Provided records START

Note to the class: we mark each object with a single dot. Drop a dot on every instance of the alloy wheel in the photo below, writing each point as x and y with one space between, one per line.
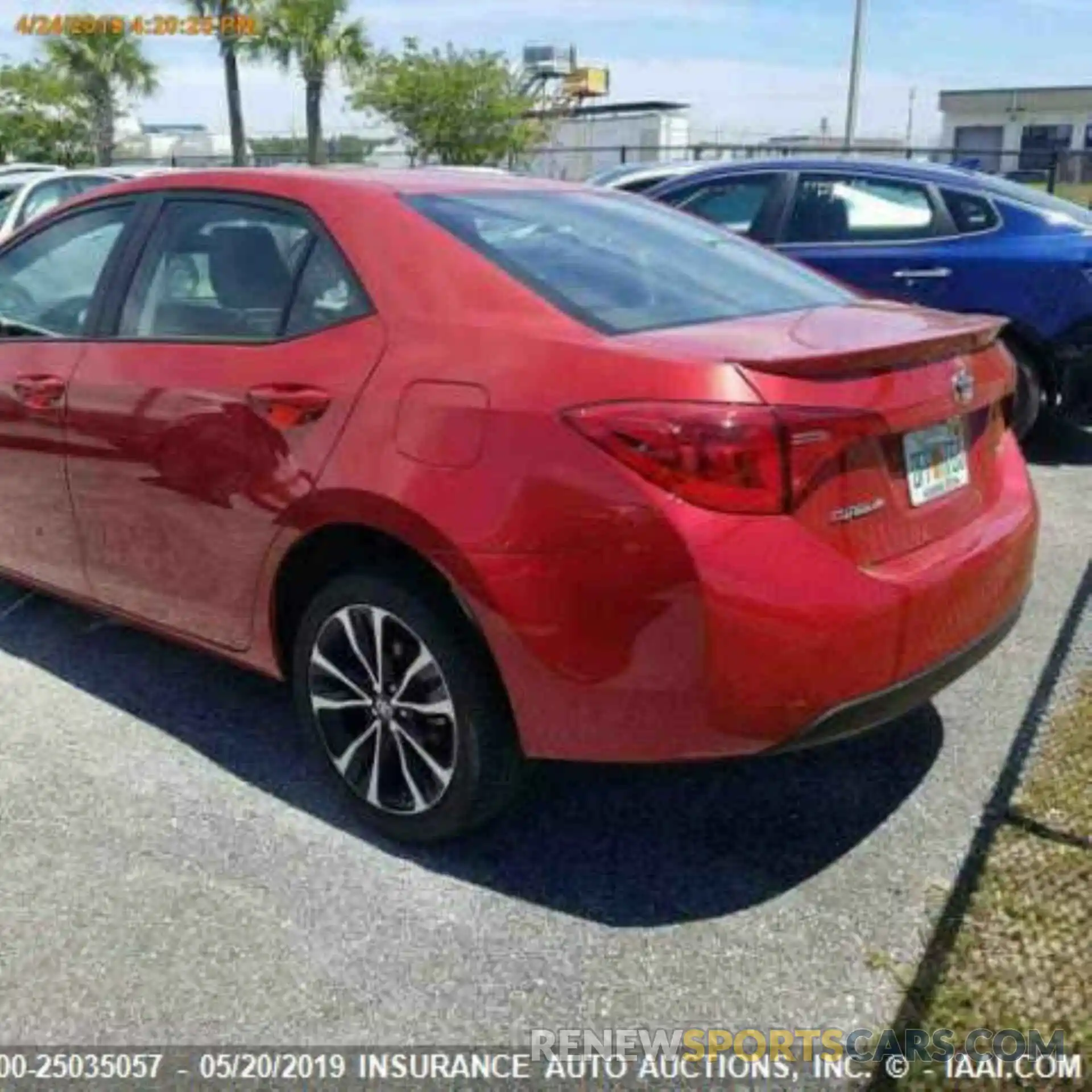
383 710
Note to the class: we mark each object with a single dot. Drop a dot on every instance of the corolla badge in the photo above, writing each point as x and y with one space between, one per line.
857 511
963 386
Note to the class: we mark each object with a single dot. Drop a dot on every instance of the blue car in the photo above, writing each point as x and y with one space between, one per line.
933 235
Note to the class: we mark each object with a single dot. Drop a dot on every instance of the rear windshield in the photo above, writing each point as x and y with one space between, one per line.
622 264
1040 199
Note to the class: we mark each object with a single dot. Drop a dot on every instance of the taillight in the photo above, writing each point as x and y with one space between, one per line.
744 459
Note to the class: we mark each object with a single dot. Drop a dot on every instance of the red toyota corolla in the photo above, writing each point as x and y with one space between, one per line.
494 469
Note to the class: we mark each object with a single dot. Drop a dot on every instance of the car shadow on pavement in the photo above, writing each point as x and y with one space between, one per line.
621 846
1061 444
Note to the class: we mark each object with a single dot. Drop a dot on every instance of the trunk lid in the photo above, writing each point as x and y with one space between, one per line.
865 392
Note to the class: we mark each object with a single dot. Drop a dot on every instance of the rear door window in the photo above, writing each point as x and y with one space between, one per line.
970 212
622 266
860 209
733 204
216 270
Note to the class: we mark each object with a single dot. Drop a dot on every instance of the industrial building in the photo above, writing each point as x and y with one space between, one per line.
1020 128
184 143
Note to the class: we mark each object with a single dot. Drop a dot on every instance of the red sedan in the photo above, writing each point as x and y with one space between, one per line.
494 469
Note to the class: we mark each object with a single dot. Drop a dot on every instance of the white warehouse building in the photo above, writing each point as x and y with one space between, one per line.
587 139
1020 128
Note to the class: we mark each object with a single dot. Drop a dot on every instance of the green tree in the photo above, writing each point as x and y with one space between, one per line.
43 117
224 13
103 67
459 106
316 35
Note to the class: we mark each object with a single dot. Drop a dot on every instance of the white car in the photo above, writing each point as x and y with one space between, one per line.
637 177
27 195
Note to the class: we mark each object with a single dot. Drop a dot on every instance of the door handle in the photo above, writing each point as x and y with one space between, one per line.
40 392
935 273
287 406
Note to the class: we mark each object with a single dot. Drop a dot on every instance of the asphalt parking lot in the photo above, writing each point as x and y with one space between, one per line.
174 867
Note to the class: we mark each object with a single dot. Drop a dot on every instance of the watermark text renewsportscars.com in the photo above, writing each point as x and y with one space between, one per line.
152 24
800 1044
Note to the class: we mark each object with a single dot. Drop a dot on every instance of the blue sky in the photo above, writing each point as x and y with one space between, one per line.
750 68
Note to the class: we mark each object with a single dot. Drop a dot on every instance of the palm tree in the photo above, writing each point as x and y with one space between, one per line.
222 10
313 33
102 67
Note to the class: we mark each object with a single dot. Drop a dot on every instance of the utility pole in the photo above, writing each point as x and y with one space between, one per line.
851 105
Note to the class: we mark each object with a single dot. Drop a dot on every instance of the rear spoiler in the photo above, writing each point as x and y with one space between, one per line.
971 336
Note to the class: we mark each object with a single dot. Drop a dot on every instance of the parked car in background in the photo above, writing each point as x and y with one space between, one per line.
638 177
27 168
141 171
26 196
495 469
933 235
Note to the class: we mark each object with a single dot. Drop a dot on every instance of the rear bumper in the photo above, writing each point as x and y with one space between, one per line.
889 705
696 636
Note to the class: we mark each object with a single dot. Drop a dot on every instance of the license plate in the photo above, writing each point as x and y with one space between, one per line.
936 461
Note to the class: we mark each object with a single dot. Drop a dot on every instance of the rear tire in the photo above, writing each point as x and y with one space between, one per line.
415 725
1031 391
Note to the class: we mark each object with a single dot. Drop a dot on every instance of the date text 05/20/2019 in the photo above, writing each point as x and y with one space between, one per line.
151 26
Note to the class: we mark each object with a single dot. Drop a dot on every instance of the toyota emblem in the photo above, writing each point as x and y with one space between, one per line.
963 387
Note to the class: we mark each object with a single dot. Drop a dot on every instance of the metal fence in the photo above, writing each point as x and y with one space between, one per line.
1067 173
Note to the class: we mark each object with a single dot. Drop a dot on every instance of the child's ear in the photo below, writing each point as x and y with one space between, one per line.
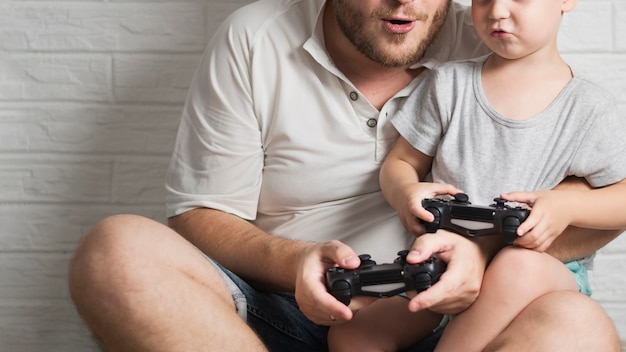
568 5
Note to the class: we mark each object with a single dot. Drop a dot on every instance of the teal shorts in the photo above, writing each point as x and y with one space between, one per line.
580 274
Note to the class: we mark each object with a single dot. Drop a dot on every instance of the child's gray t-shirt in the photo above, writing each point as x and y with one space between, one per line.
485 154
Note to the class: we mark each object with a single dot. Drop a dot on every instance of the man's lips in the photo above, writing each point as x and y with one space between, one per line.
399 25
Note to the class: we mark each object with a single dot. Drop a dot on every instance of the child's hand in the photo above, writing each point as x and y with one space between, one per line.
549 217
412 212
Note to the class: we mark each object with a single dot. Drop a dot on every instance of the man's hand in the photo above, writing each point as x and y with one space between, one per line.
313 299
460 284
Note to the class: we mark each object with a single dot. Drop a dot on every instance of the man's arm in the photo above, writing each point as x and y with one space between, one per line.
578 242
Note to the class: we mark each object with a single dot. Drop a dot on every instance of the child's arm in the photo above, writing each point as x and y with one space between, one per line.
552 211
400 177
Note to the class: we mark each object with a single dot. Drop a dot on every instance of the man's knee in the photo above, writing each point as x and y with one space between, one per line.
104 255
560 321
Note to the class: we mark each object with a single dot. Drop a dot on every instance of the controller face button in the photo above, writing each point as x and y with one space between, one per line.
461 198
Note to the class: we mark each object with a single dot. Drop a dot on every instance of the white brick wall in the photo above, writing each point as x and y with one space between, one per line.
90 96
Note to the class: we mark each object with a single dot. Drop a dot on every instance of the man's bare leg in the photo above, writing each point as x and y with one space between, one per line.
560 321
141 287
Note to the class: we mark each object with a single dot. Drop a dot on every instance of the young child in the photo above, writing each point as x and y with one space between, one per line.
517 119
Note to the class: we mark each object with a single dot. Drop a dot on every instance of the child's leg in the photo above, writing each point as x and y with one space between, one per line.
514 279
385 325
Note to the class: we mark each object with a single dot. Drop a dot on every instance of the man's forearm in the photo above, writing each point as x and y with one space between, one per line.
267 261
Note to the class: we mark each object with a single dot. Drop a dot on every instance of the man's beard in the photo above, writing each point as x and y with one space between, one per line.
352 24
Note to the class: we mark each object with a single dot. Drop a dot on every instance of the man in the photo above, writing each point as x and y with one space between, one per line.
275 177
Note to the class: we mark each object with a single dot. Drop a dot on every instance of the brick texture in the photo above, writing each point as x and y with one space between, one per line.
90 96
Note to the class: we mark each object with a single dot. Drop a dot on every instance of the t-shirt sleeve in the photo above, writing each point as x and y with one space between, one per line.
601 156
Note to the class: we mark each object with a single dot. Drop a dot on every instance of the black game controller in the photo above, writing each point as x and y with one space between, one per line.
383 280
460 216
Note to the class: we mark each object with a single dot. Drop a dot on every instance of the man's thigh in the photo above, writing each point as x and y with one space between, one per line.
559 321
279 322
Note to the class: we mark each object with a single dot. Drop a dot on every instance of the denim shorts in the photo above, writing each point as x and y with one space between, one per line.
279 322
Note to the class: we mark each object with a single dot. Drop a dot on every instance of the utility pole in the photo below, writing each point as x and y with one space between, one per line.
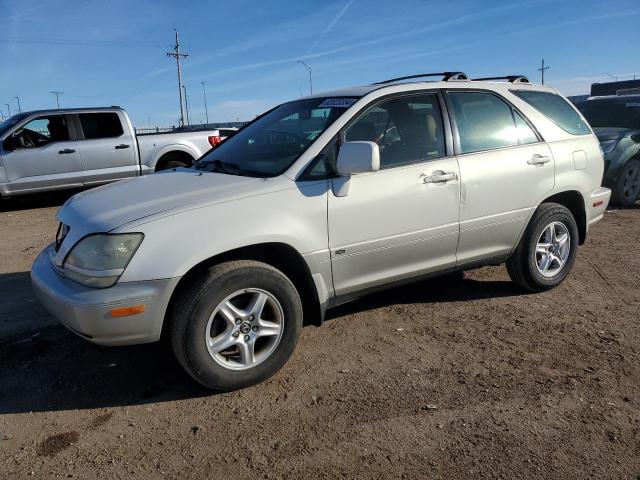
308 68
204 94
186 104
542 69
57 94
177 54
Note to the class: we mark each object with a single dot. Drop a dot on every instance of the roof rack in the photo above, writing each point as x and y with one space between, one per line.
509 78
447 77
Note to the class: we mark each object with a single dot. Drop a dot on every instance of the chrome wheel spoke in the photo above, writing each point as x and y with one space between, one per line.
268 329
247 353
257 304
562 239
222 342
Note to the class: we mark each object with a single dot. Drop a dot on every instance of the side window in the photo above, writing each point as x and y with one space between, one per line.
100 125
39 132
324 165
484 121
407 130
556 109
526 135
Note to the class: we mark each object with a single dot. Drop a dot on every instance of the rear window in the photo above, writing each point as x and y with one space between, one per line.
556 109
100 125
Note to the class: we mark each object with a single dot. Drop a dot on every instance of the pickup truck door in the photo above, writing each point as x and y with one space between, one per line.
108 149
401 221
42 155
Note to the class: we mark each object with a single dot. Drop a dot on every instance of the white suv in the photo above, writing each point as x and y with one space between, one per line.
320 201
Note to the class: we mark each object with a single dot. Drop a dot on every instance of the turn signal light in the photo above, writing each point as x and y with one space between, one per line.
126 311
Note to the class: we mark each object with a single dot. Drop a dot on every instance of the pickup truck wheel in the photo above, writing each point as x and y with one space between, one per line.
627 188
236 325
547 250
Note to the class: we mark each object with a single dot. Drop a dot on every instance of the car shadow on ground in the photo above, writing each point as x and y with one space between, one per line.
49 369
42 200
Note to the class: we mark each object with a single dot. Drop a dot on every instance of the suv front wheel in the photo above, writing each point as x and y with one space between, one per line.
547 250
236 324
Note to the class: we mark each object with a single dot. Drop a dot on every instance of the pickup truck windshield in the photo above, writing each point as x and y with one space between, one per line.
270 144
623 113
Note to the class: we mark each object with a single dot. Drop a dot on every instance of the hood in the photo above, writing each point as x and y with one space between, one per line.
110 206
612 133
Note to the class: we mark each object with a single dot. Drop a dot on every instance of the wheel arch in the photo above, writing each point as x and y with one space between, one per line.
173 152
573 200
282 256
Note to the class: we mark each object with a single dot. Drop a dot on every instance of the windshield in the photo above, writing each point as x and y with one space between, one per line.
270 144
9 123
622 113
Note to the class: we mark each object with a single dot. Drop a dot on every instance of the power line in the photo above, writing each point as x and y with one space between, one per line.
177 54
204 94
308 68
542 69
57 94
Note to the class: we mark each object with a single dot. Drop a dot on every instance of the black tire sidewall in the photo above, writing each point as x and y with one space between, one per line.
556 214
202 366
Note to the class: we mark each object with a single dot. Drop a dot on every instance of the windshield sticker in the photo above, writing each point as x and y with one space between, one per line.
337 103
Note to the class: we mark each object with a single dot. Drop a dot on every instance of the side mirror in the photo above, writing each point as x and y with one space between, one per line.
358 157
354 158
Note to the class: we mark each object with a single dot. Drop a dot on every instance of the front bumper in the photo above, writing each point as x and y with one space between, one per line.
87 311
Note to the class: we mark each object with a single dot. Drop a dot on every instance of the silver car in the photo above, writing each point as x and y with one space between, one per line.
317 202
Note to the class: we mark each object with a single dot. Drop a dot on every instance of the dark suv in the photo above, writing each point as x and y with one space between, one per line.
616 121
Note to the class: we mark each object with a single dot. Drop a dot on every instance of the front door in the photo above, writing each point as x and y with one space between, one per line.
43 155
107 151
401 221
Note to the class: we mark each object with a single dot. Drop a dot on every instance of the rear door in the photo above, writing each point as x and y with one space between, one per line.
505 168
107 151
43 155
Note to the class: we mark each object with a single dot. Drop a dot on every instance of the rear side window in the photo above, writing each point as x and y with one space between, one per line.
485 122
100 125
556 109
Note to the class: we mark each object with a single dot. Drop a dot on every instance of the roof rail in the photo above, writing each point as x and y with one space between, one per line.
447 77
509 78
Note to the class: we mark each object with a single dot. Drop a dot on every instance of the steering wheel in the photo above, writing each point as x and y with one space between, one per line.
295 136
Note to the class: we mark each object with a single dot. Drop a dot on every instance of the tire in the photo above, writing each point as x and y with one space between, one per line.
202 323
526 266
627 188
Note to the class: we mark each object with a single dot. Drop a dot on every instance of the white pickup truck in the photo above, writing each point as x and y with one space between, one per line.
68 148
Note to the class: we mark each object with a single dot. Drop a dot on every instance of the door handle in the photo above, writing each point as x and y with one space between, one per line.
539 160
439 177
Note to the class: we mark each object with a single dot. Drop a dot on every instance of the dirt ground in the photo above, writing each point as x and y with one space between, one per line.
469 379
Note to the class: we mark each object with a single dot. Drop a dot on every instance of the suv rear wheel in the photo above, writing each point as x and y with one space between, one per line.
236 325
547 250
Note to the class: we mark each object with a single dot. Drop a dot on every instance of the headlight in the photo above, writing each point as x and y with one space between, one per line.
99 260
608 146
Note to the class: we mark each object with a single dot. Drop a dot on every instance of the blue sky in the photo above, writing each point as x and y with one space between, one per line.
113 52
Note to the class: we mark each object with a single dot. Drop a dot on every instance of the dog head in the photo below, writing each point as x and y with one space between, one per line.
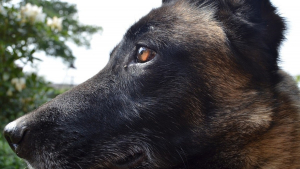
185 82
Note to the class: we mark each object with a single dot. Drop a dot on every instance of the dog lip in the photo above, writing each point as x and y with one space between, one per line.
130 161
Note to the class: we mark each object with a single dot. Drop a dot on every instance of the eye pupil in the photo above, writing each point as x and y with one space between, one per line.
145 55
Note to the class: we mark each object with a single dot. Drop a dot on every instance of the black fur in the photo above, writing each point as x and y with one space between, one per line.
212 97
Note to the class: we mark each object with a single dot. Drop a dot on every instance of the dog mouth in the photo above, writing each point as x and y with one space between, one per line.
130 161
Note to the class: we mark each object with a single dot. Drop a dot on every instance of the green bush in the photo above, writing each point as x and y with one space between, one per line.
24 30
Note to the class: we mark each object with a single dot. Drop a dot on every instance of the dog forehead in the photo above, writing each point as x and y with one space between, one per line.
179 20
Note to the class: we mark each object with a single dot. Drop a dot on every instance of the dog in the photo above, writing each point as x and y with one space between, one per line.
194 84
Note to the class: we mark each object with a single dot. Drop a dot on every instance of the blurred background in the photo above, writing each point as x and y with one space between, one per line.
48 46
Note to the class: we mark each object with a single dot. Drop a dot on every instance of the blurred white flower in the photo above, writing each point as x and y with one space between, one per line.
55 23
20 83
2 10
33 13
9 93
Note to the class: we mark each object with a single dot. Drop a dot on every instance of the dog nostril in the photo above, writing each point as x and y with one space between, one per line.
14 134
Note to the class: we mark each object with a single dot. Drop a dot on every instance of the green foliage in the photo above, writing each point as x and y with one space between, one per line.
22 34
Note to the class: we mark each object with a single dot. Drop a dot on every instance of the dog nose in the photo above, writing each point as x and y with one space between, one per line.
14 133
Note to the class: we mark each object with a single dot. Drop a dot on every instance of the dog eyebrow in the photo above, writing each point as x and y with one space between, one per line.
137 30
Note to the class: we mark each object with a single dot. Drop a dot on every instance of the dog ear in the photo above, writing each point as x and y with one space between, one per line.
264 16
254 29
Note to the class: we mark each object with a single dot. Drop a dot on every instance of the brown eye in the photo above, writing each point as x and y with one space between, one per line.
145 55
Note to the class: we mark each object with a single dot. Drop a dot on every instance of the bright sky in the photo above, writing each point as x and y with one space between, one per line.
115 17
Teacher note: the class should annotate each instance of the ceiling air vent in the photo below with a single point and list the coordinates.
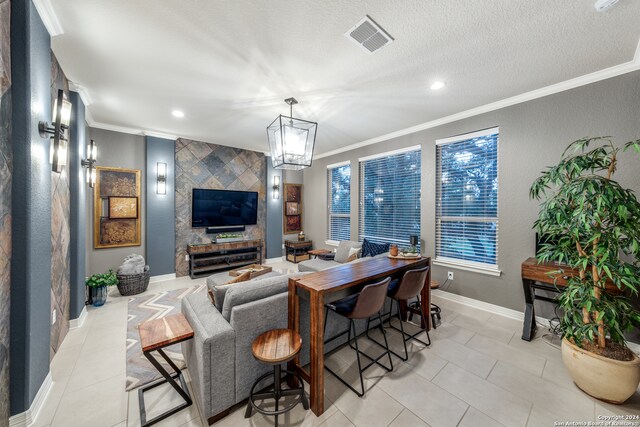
(368, 35)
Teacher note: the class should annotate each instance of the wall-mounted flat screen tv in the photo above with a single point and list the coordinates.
(219, 208)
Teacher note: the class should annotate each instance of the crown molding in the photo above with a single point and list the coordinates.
(596, 76)
(49, 17)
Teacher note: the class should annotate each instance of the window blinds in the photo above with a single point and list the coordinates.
(390, 197)
(339, 192)
(467, 199)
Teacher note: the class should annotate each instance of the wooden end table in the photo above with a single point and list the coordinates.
(154, 336)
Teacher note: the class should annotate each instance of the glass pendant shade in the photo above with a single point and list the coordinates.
(291, 142)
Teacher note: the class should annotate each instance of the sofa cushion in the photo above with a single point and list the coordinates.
(316, 265)
(373, 249)
(219, 290)
(342, 253)
(253, 290)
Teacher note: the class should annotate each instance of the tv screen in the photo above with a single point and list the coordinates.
(218, 208)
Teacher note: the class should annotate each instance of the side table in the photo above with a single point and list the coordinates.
(154, 336)
(298, 250)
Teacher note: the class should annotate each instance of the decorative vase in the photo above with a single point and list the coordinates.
(610, 380)
(99, 295)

Provided records END

> **Your objective**
The answer must be an exact transcription of the lines from the one holding "of the brown" to the last line of the entries above, with no pictures and nothing else.

> **Output of the exercise**
Note to the class: we mark each object with a single dot. Drop a dot on every instance of the brown eye in the photo above, writing each point as x and y with one space between, one per line.
145 55
Note to the class: we mark each object with a single dot. Drop a dot on every instance of the bright sky in the photo above, writing each point as x and y with one space between, one per line.
115 17
Teacher note: the class should annotate each instance of the ceiling air vent in the photo below with a single point and list the coordinates.
(368, 35)
Teacher note: the class should annotate each instance of the wall-mounted flat screen tv in the photo above with a single point and list the coordinates.
(219, 208)
Teacher note: the class should annotate each instance of the crown molding in the photo above with a single point and list the coordinates.
(596, 76)
(49, 17)
Teacher note: the class should annotate each instance of the window blinds in the photo above with a single point and list the coordinates.
(390, 197)
(339, 192)
(467, 199)
Teacher note: the class should annotate each instance of the wooden end table in the photo above with a single point and list the coordinates.
(154, 336)
Teacher note: the class should annotate each instance of the glass pendant shade in the photo above with a single point and list the coordinates.
(291, 142)
Teacher note: the class should annotate each instance of the sofa cushion in the photo above with a single point and list the coordinates.
(316, 265)
(373, 249)
(219, 290)
(342, 253)
(253, 290)
Teacher note: the class should annotate each instance of the tv screen in the photo above with a single point and list the coordinates.
(218, 208)
Teacher note: the class should annotate each instance of the side table in the photo above with a single point and list the coordinates.
(154, 336)
(298, 250)
Teacher note: the class should annotate each instance of the decorative vase in the photo above with a single point and list the coordinates.
(610, 380)
(99, 295)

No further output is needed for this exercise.